***** DATA TO USE *****

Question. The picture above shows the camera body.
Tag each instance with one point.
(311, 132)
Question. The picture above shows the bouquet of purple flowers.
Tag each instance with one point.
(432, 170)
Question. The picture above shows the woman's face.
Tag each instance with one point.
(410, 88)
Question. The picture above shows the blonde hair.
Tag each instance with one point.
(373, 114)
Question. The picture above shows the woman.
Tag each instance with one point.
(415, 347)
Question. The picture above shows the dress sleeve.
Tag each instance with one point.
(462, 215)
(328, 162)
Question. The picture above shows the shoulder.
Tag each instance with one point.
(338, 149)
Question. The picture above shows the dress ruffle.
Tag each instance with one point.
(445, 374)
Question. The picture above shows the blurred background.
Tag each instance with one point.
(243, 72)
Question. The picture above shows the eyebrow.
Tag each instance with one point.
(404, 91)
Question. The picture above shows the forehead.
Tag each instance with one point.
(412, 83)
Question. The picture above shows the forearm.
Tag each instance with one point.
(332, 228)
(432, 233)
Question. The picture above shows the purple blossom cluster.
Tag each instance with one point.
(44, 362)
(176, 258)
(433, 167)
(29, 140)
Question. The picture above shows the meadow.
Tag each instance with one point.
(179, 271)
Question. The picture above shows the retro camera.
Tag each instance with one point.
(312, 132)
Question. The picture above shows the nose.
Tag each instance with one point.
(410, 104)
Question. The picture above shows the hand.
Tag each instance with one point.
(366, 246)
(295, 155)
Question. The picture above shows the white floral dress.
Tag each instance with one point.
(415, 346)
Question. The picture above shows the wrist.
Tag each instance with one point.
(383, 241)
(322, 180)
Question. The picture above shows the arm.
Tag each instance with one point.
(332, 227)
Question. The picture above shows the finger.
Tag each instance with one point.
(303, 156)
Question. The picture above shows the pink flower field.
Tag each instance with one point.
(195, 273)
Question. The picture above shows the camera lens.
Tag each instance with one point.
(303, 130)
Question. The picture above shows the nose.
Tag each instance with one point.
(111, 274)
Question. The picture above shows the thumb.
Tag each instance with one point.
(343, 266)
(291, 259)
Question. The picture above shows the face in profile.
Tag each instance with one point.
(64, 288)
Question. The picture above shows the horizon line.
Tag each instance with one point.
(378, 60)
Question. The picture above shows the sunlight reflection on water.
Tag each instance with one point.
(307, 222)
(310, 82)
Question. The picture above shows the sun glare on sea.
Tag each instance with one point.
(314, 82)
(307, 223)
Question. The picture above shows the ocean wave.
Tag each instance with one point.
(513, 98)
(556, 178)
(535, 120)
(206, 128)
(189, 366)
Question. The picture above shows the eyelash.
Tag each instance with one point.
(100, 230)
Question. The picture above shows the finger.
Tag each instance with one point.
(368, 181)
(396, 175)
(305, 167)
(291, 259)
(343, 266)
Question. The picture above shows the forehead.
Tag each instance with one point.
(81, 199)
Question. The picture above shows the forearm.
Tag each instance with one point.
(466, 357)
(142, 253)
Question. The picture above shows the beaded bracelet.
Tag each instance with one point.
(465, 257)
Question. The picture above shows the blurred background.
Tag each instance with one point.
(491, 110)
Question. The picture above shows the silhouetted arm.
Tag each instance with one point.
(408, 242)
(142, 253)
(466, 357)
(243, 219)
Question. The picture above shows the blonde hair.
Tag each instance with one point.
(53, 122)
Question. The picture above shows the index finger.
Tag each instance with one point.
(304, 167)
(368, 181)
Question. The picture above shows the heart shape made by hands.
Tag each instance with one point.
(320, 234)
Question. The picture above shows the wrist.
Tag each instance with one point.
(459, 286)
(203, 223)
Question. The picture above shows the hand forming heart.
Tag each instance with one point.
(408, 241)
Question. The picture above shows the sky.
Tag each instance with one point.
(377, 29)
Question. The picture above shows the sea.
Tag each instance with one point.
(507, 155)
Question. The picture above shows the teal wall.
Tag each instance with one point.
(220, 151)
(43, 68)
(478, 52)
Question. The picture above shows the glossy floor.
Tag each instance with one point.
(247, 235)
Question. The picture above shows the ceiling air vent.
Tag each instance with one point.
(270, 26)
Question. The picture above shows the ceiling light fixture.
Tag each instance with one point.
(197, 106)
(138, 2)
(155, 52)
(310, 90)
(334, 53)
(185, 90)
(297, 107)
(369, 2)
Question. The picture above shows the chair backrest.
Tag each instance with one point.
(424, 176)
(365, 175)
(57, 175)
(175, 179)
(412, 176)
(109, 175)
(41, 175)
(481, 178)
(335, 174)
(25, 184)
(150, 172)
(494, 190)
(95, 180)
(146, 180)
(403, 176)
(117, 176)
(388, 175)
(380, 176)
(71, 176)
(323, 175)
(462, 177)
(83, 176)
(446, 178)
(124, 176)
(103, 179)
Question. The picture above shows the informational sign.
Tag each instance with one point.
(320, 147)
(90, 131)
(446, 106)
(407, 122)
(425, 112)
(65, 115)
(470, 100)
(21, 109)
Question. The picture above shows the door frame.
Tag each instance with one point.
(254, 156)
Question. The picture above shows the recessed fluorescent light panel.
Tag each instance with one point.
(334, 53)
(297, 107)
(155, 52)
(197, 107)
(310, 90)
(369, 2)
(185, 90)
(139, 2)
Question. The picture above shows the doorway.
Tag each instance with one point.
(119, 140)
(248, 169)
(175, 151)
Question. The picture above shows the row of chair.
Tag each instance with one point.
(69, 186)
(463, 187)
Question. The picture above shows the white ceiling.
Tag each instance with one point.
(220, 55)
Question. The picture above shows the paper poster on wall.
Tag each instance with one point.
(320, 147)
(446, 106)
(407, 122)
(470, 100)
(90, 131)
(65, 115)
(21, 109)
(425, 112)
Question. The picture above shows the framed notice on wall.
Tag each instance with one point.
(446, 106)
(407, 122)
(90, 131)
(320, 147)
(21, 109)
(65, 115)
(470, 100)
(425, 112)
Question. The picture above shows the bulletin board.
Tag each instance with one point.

*****

- WHAT IS REQUIRED: Retype the records above in full, with no differences.

- RESPONSE TO THE TASK:
Question. The picture above shows the camera body.
Tag each instance with one point.
(311, 132)
Question. The picture above shows the bouquet of purple flowers.
Tag each instance with one point.
(432, 170)
Question. The picture above shows the woman's face.
Tag each instance with one point.
(410, 88)
Question. The picture above shows the blonde hair.
Tag each instance with one point.
(373, 114)
Question. The picture above shows the woman.
Tag each instance with one point.
(415, 347)
Question. The picture above shows the dress sleeve.
Tag each instance with one point.
(462, 215)
(328, 162)
Question. The picture above shows the shoulder.
Tag each instance with one point.
(338, 149)
Question. The picture above shows the dress ruffle.
Tag each instance with one point.
(445, 374)
Question. The picture above shows the blurred background.
Tag each instance with one point.
(243, 72)
Question. The picture above shows the eyebrow.
Tag each instance with one point.
(404, 91)
Question. The picture above shows the forehead.
Tag each instance with one point.
(412, 83)
Question. The picture above shows the forearm.
Tag each instance with one point.
(332, 228)
(432, 233)
Question. The picture above shows the purple blossom cluster.
Tag each instance with one point.
(44, 362)
(176, 258)
(433, 167)
(29, 140)
Question. The picture above shows the meadow.
Tag each instance with one point.
(179, 271)
Question. The picture above shows the retro camera.
Tag each instance with one point.
(312, 132)
Question. The picture above shows the nose.
Tag each instance with one point.
(410, 104)
Question. The picture above shows the hand.
Tag each instance with one point.
(366, 246)
(295, 155)
Question. The picture above shows the white floral dress.
Tag each instance with one point.
(415, 346)
Question. The picture above shows the wrist.
Tag each instance with one point.
(383, 241)
(322, 180)
Question. The picture above shows the arm.
Tag each instance with one point.
(332, 227)
Question. The picture above shows the finger.
Tag each instance with one point.
(303, 156)
Question. The picture above shows the pink flower field.
Tag each instance with one point.
(195, 273)
Question. The picture above shows the camera lens.
Tag each instance with one point.
(303, 130)
Question. The picture above shows the nose.
Tag each instance with one point.
(111, 274)
Question. The picture above shows the thumb.
Tag each instance with one point.
(343, 266)
(291, 259)
Question. The picture above shows the face in profile.
Tag each instance with one point.
(64, 288)
Question. The picture above shows the horizon line.
Tag each instance with one point.
(378, 60)
Question. The picture above shows the sunlight reflection on water.
Tag each instance with one point.
(307, 222)
(310, 82)
Question. The picture above shows the sun glare on sea.
Tag each instance with one point.
(314, 82)
(307, 223)
Question. The picture above shows the ocean wave.
Tag each instance with one point.
(513, 98)
(556, 178)
(535, 120)
(206, 128)
(189, 366)
Question. The picture above shows the eyelash.
Tag each instance with one point.
(100, 230)
Question. The picture above shows the finger.
Tag each instance with one point.
(368, 181)
(396, 175)
(305, 167)
(291, 259)
(343, 266)
Question. The picture above shows the forehead.
Tag each instance with one point.
(81, 199)
Question. The picture above shows the forearm.
Tag each instance with one point.
(466, 357)
(142, 253)
Question. The picture above shows the beaded bracelet.
Tag each instance with one point.
(465, 257)
Question. The picture above shows the blurred background.
Tag each instance with one point.
(491, 110)
Question. The picture above shows the silhouetted arm.
Tag each instance with one point.
(408, 242)
(142, 253)
(466, 357)
(243, 219)
Question. The picture above shows the blonde hair.
Tag each instance with one point.
(53, 122)
Question. The picture above shows the index finger.
Tag each instance with one point.
(304, 167)
(368, 181)
Question. The picture above shows the heart shape made by hands.
Tag each instance with one point.
(320, 234)
Question. The picture above shows the wrist.
Tag each instance with one point.
(459, 286)
(203, 223)
Question. The picture above shows the hand forming heart.
Tag each instance with one point.
(408, 241)
Question. The picture above shows the sky.
Tag each instance with one point.
(377, 29)
Question. The picture above shows the sea.
Tag each instance with one point.
(507, 155)
Question. The picture above shows the teal wall.
Tag each instance with one point.
(220, 151)
(43, 68)
(478, 52)
Question. The picture above shows the glossy floor.
Tag each instance with one point.
(247, 235)
Question. The picture above shows the ceiling air vent.
Tag each instance with one point.
(270, 26)
Question. The picture above shows the ceiling light fixture.
Tag each instance with one point.
(197, 106)
(138, 2)
(155, 52)
(310, 90)
(334, 53)
(185, 90)
(297, 107)
(369, 2)
Question. The picture above shows the chair backrest.
Tag each instance with one point.
(424, 176)
(365, 175)
(57, 175)
(175, 179)
(412, 176)
(109, 175)
(41, 175)
(481, 178)
(335, 174)
(25, 184)
(150, 172)
(494, 190)
(95, 180)
(146, 180)
(403, 176)
(117, 176)
(388, 175)
(380, 176)
(71, 176)
(323, 175)
(462, 177)
(83, 176)
(446, 178)
(124, 176)
(103, 179)
Question. The picture above shows the informational sign.
Tag each instance with one point.
(320, 147)
(90, 131)
(446, 106)
(407, 122)
(425, 112)
(65, 115)
(470, 100)
(21, 109)
Question. The picture above shows the door frame.
Tag each instance with one point.
(254, 156)
Question. The picture above shows the recessed fluorescent light panel.
Tag each instance with one point.
(334, 53)
(297, 107)
(155, 52)
(197, 107)
(310, 90)
(369, 2)
(185, 90)
(139, 2)
Question. The picture above shows the doorway.
Tag each instance with one point.
(119, 140)
(248, 169)
(175, 151)
Question. The picture above shows the row of chair.
Tag each instance with one point.
(69, 186)
(463, 187)
Question. The picture above shows the white ceiling.
Tag each instance with one point.
(220, 55)
Question. The picture above shows the paper poster on wall.
Tag each instance with one point.
(320, 147)
(446, 106)
(407, 122)
(470, 100)
(90, 131)
(65, 115)
(21, 109)
(425, 112)
Question. The picture above shows the framed notice on wall.
Tag each instance with one point.
(446, 106)
(407, 122)
(90, 131)
(320, 147)
(21, 109)
(65, 115)
(470, 100)
(425, 112)
Question. The picture above shows the bulletin board.
Tag each instance with one point.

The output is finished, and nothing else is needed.